| LISTING |
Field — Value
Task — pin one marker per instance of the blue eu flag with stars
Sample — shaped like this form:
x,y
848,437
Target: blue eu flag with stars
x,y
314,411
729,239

| DIRECTIVE |
Express the data above as a Markdown table with the columns "Line" and "Content", numbering each non-blank line in order.

| RESULT BELOW |
| Line | Content |
|---|---|
| 1 | Field — Value |
| 2 | Task — pin one marker per instance of the blue eu flag with stars |
| 3 | Sample — shaped like this form: |
| 4 | x,y |
| 5 | 848,437 |
| 6 | Target: blue eu flag with stars |
| 7 | x,y |
| 8 | 314,411 |
| 9 | 729,239 |